--- ASSIGNMENT ---
Give back, word for word, the lines in the listing below from the one holding "pixel 27 214" down to the one holding "pixel 191 93", both ends included.

--- MATERIAL FOR THIS EXERCISE Enclosed Below ---

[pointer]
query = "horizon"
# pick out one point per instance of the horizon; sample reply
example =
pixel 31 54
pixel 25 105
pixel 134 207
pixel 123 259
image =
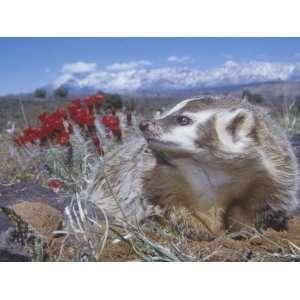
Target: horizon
pixel 128 64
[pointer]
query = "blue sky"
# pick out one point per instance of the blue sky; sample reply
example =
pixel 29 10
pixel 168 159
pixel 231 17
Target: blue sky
pixel 28 63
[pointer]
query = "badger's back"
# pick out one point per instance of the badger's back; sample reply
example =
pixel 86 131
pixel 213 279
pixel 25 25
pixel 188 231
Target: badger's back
pixel 117 188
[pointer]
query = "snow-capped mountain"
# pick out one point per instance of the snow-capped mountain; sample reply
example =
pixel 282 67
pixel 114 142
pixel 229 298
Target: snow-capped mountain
pixel 137 78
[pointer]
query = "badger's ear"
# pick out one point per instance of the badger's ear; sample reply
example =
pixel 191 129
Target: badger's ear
pixel 235 127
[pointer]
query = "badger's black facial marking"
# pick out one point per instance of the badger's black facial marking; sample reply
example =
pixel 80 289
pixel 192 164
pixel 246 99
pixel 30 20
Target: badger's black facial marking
pixel 183 120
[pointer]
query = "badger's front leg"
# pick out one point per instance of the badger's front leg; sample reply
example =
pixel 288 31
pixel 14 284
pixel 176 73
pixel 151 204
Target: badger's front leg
pixel 250 217
pixel 195 224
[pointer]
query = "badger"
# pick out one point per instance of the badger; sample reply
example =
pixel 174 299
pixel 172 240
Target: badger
pixel 209 164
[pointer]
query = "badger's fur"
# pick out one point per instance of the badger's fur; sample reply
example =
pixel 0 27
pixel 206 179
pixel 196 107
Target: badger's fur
pixel 214 164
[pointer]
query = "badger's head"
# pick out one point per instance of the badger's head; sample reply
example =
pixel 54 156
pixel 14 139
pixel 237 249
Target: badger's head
pixel 204 129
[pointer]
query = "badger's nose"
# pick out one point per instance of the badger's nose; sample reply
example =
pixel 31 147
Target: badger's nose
pixel 144 125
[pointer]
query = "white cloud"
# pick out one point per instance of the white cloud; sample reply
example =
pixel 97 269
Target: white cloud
pixel 227 56
pixel 79 67
pixel 139 76
pixel 128 65
pixel 178 59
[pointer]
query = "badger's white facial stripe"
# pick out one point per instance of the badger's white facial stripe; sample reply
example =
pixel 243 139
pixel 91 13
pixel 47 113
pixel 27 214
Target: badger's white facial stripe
pixel 187 135
pixel 224 119
pixel 177 107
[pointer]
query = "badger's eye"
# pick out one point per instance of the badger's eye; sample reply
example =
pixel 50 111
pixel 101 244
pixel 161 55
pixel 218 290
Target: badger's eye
pixel 183 120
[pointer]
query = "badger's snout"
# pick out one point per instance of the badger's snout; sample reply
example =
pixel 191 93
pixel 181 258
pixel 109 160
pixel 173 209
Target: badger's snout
pixel 144 125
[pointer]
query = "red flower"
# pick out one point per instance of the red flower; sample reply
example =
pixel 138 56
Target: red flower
pixel 54 183
pixel 89 119
pixel 43 117
pixel 80 117
pixel 74 106
pixel 89 101
pixel 63 138
pixel 99 99
pixel 95 140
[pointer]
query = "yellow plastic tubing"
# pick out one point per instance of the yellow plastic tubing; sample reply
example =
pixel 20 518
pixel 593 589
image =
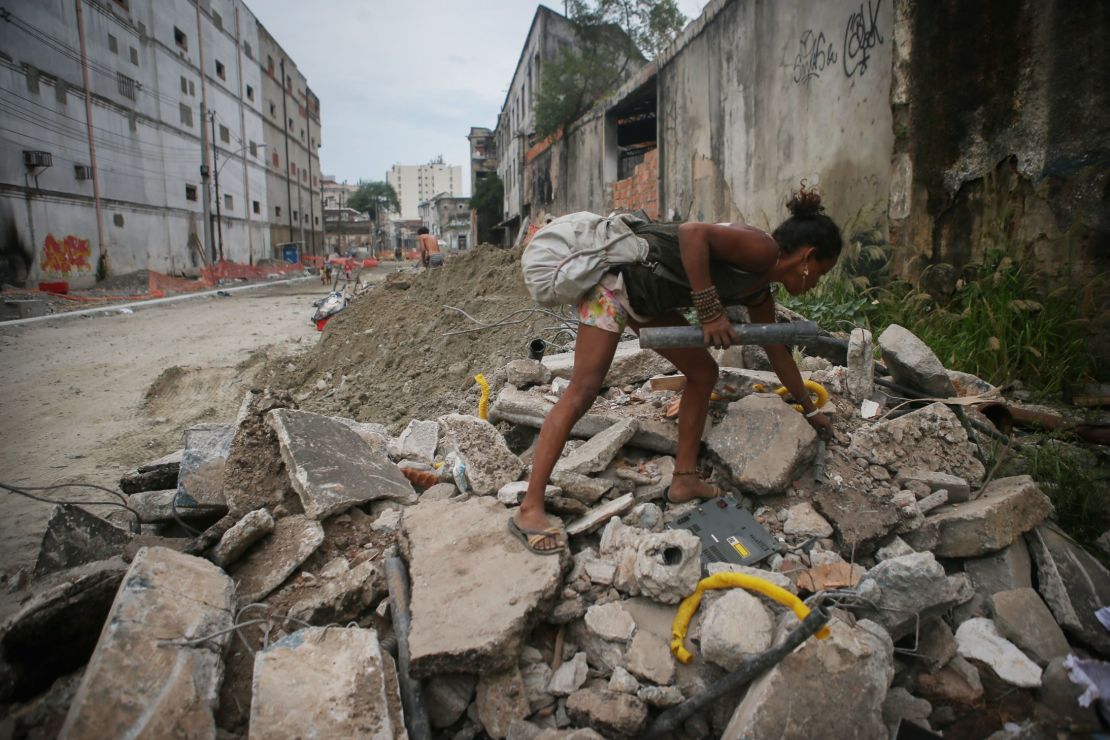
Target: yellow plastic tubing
pixel 689 605
pixel 484 402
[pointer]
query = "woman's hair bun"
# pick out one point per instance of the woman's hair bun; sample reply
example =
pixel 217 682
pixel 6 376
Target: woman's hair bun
pixel 805 202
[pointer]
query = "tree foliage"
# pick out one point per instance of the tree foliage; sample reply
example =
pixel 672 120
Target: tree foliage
pixel 374 196
pixel 612 39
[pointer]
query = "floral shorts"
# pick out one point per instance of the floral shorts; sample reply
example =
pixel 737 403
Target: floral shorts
pixel 601 307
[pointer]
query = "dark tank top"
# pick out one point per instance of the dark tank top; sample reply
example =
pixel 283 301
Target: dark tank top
pixel 662 285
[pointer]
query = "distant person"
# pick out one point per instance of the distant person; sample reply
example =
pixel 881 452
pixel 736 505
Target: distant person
pixel 429 249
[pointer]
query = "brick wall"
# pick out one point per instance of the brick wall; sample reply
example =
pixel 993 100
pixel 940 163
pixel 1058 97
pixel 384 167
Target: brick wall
pixel 642 190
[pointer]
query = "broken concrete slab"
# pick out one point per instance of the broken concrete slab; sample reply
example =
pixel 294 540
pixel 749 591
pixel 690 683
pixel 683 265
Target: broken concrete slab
pixel 272 560
pixel 490 463
pixel 1005 509
pixel 322 682
pixel 531 408
pixel 763 444
pixel 331 467
pixel 475 588
pixel 978 639
pixel 912 585
pixel 596 453
pixel 830 688
pixel 929 438
pixel 1073 585
pixel 141 680
pixel 200 479
pixel 1023 618
pixel 912 364
pixel 74 537
pixel 631 365
pixel 244 533
pixel 612 713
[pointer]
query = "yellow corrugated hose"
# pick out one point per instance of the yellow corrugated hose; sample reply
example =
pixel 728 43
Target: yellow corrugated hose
pixel 719 580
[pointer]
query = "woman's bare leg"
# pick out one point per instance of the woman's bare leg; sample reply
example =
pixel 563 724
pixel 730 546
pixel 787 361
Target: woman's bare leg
pixel 593 354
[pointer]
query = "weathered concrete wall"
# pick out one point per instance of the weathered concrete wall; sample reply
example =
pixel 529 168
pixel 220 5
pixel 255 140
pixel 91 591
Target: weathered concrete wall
pixel 772 93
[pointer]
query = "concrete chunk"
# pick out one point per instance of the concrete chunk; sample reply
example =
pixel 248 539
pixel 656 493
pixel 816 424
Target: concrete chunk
pixel 475 588
pixel 763 444
pixel 139 682
pixel 322 682
pixel 331 467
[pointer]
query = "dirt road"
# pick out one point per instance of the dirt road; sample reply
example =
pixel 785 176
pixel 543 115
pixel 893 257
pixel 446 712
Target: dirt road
pixel 89 398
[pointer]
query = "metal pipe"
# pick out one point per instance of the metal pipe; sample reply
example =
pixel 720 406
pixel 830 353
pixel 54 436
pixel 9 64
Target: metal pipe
pixel 666 723
pixel 415 716
pixel 663 337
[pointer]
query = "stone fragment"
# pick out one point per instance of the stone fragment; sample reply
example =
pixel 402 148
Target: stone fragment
pixel 763 444
pixel 526 372
pixel 830 688
pixel 958 682
pixel 140 682
pixel 476 589
pixel 860 382
pixel 1073 585
pixel 446 697
pixel 501 699
pixel 1023 618
pixel 927 438
pixel 342 598
pixel 978 639
pixel 1006 508
pixel 417 442
pixel 912 364
pixel 596 453
pixel 860 518
pixel 74 537
pixel 268 565
pixel 347 695
pixel 244 533
pixel 612 713
pixel 631 365
pixel 734 628
pixel 200 479
pixel 1003 570
pixel 490 463
pixel 957 487
pixel 649 659
pixel 568 677
pixel 330 466
pixel 611 621
pixel 803 520
pixel 912 585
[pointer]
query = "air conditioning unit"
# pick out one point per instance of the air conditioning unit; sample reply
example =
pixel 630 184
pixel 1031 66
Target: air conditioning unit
pixel 36 160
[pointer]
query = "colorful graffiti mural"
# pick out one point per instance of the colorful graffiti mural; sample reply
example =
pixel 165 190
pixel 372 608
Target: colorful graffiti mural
pixel 70 254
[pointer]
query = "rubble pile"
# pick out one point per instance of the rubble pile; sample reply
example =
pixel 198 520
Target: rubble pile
pixel 263 597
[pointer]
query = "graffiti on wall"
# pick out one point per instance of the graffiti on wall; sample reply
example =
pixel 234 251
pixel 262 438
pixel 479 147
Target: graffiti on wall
pixel 816 52
pixel 70 254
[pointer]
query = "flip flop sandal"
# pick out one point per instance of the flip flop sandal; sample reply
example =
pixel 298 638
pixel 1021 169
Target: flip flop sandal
pixel 531 538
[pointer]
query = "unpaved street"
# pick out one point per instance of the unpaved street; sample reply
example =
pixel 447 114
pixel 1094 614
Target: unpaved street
pixel 88 398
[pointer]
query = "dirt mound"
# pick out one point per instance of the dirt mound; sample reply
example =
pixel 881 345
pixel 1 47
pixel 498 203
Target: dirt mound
pixel 385 357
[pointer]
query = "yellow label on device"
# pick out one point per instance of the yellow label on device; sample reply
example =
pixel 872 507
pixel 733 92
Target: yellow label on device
pixel 739 548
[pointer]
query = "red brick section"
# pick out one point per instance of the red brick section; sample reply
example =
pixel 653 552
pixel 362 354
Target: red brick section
pixel 642 189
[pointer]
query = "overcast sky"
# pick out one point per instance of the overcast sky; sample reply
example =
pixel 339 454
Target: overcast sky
pixel 403 81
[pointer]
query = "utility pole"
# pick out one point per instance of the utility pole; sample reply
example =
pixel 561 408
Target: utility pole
pixel 215 174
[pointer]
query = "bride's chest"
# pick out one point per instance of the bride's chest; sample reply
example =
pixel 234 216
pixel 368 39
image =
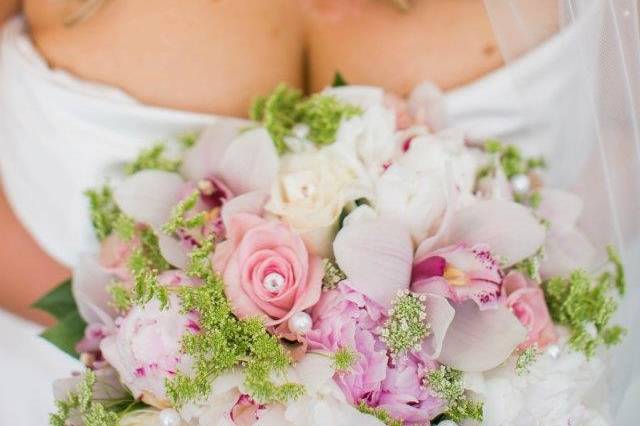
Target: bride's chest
pixel 214 56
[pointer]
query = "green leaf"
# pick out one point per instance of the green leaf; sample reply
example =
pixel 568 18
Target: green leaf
pixel 66 333
pixel 58 302
pixel 338 80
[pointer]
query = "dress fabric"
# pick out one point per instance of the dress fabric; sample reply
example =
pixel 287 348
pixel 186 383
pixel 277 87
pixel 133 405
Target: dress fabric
pixel 60 135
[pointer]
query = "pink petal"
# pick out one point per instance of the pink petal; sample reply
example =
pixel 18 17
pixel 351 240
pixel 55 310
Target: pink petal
pixel 250 163
pixel 440 314
pixel 478 340
pixel 89 289
pixel 250 202
pixel 509 229
pixel 149 196
pixel 376 256
pixel 173 251
pixel 203 158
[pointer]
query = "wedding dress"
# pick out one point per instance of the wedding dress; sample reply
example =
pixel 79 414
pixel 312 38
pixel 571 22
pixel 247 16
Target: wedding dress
pixel 60 135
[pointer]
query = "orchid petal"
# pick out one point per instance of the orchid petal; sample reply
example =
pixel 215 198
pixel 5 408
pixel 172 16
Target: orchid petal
pixel 440 314
pixel 376 256
pixel 172 251
pixel 479 340
pixel 203 158
pixel 89 289
pixel 509 229
pixel 250 163
pixel 149 196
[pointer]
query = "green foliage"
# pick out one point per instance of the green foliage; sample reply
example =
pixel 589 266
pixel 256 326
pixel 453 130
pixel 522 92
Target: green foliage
pixel 344 358
pixel 285 107
pixel 80 403
pixel 225 342
pixel 446 382
pixel 406 326
pixel 332 275
pixel 379 413
pixel 179 220
pixel 526 358
pixel 584 305
pixel 152 158
pixel 70 327
pixel 104 212
pixel 338 80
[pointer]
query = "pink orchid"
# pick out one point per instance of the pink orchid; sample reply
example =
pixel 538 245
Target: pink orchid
pixel 459 273
pixel 526 300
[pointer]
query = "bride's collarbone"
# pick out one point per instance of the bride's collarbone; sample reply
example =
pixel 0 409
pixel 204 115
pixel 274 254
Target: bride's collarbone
pixel 215 56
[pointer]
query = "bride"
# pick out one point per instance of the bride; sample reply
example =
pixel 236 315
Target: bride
pixel 84 84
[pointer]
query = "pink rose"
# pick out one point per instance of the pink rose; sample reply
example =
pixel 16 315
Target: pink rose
pixel 526 300
pixel 145 349
pixel 115 253
pixel 459 273
pixel 267 270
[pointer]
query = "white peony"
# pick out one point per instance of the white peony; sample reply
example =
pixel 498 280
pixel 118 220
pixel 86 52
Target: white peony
pixel 310 192
pixel 323 402
pixel 561 388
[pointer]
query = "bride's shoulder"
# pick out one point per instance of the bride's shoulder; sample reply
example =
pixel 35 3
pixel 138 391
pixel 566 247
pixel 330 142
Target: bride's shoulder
pixel 205 56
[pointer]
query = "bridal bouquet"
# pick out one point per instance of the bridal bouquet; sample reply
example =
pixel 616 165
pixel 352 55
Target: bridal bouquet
pixel 341 259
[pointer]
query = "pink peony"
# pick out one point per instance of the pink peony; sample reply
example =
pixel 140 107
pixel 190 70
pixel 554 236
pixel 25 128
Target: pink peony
pixel 115 253
pixel 526 300
pixel 145 348
pixel 459 273
pixel 267 269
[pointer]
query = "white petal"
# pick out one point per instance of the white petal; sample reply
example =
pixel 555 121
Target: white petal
pixel 376 256
pixel 480 340
pixel 440 315
pixel 89 288
pixel 204 157
pixel 149 196
pixel 509 229
pixel 172 251
pixel 250 163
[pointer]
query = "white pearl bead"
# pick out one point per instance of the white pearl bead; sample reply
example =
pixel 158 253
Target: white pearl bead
pixel 521 184
pixel 169 417
pixel 273 282
pixel 300 323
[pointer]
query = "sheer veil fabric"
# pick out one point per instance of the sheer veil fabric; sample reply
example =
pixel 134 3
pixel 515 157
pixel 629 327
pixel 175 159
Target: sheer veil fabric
pixel 572 98
pixel 594 141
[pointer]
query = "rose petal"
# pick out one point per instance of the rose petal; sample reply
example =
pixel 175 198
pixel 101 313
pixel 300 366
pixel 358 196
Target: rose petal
pixel 148 196
pixel 173 251
pixel 204 157
pixel 89 289
pixel 480 340
pixel 509 229
pixel 440 315
pixel 376 256
pixel 250 163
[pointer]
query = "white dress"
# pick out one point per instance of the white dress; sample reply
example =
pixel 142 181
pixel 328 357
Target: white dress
pixel 60 135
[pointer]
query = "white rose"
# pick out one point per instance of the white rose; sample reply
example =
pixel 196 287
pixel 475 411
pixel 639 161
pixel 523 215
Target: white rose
pixel 323 403
pixel 311 191
pixel 418 187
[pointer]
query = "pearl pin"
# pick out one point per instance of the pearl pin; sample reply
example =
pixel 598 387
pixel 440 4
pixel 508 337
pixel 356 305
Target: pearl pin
pixel 300 323
pixel 169 417
pixel 521 184
pixel 273 282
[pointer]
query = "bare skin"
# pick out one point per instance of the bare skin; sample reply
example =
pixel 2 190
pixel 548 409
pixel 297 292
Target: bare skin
pixel 215 55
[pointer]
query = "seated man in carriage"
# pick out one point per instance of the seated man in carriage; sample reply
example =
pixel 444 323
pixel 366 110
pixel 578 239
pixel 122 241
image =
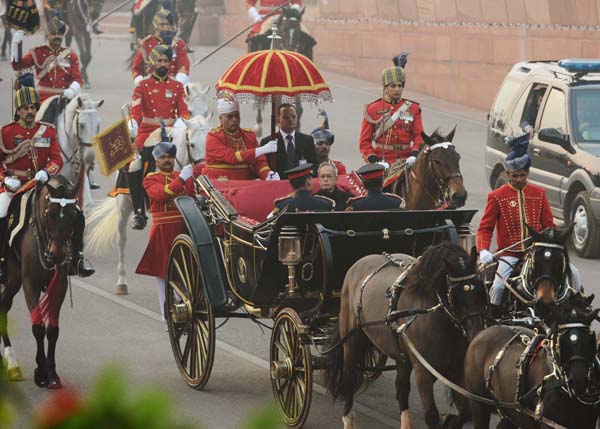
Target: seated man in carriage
pixel 372 178
pixel 156 99
pixel 179 65
pixel 392 126
pixel 511 209
pixel 162 188
pixel 56 68
pixel 29 153
pixel 232 152
pixel 302 199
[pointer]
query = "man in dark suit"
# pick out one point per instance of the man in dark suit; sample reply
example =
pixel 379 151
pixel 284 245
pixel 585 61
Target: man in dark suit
pixel 293 147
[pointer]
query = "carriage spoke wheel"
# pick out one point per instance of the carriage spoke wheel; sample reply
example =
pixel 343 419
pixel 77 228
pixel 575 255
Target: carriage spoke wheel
pixel 373 359
pixel 190 319
pixel 291 369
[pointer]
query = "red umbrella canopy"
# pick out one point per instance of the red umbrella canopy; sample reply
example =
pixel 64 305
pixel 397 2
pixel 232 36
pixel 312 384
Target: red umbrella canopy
pixel 260 75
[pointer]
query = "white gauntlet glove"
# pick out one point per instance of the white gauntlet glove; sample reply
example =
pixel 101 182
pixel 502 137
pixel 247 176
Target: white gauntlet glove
pixel 132 128
pixel 410 161
pixel 186 172
pixel 12 184
pixel 270 147
pixel 485 257
pixel 41 176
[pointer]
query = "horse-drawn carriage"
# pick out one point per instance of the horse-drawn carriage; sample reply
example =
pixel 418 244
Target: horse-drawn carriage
pixel 289 268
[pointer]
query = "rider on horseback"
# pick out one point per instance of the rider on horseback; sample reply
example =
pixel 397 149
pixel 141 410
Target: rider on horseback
pixel 56 68
pixel 29 153
pixel 179 66
pixel 156 99
pixel 510 209
pixel 391 128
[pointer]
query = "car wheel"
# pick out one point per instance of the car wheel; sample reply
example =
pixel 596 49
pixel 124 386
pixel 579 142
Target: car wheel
pixel 586 231
pixel 501 180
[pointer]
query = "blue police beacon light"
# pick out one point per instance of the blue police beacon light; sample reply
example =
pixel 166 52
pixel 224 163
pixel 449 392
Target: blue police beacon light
pixel 580 66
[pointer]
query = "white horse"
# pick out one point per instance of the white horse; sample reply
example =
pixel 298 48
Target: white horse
pixel 112 215
pixel 75 127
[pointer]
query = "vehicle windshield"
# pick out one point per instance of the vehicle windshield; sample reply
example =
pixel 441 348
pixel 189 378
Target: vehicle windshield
pixel 587 114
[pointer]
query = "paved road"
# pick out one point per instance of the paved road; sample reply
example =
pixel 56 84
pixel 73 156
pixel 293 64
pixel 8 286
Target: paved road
pixel 102 328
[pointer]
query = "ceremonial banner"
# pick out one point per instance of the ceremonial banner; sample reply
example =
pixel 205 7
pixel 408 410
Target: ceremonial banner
pixel 23 15
pixel 113 148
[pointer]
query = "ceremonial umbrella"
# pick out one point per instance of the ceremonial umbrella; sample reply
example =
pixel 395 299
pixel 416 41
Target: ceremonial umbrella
pixel 274 76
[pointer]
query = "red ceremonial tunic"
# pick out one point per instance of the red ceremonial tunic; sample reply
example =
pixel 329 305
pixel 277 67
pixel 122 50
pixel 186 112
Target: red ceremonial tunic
pixel 37 149
pixel 180 63
pixel 54 70
pixel 509 210
pixel 400 140
pixel 232 156
pixel 156 98
pixel 265 7
pixel 167 223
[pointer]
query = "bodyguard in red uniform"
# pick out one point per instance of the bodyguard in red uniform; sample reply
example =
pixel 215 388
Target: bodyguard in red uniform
pixel 56 68
pixel 162 188
pixel 232 152
pixel 392 125
pixel 179 66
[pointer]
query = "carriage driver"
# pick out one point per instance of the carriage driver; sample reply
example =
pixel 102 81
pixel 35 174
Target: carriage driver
pixel 156 98
pixel 56 68
pixel 392 126
pixel 179 64
pixel 162 188
pixel 29 153
pixel 509 209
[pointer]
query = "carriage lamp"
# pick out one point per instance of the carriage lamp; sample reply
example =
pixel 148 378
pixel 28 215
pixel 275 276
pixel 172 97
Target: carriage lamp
pixel 290 253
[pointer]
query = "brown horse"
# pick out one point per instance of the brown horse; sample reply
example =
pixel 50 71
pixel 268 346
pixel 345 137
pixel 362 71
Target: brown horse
pixel 38 260
pixel 435 180
pixel 513 364
pixel 445 281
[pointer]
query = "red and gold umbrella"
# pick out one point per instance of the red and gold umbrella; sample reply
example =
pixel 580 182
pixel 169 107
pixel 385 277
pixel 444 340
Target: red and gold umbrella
pixel 266 76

--- End of Enclosed MATERIAL FOR THIS EXERCISE ---

--- TASK OUTPUT ---
pixel 27 214
Target: badger's white facial stripe
pixel 187 135
pixel 224 119
pixel 177 107
[pointer]
query = "badger's eye"
# pick out one point per instance of the badger's eye; sample reply
example =
pixel 50 111
pixel 101 244
pixel 161 55
pixel 218 290
Target: badger's eye
pixel 183 120
[pointer]
query = "badger's snout"
# pick out one point per instance of the badger's snout; sample reply
example =
pixel 191 93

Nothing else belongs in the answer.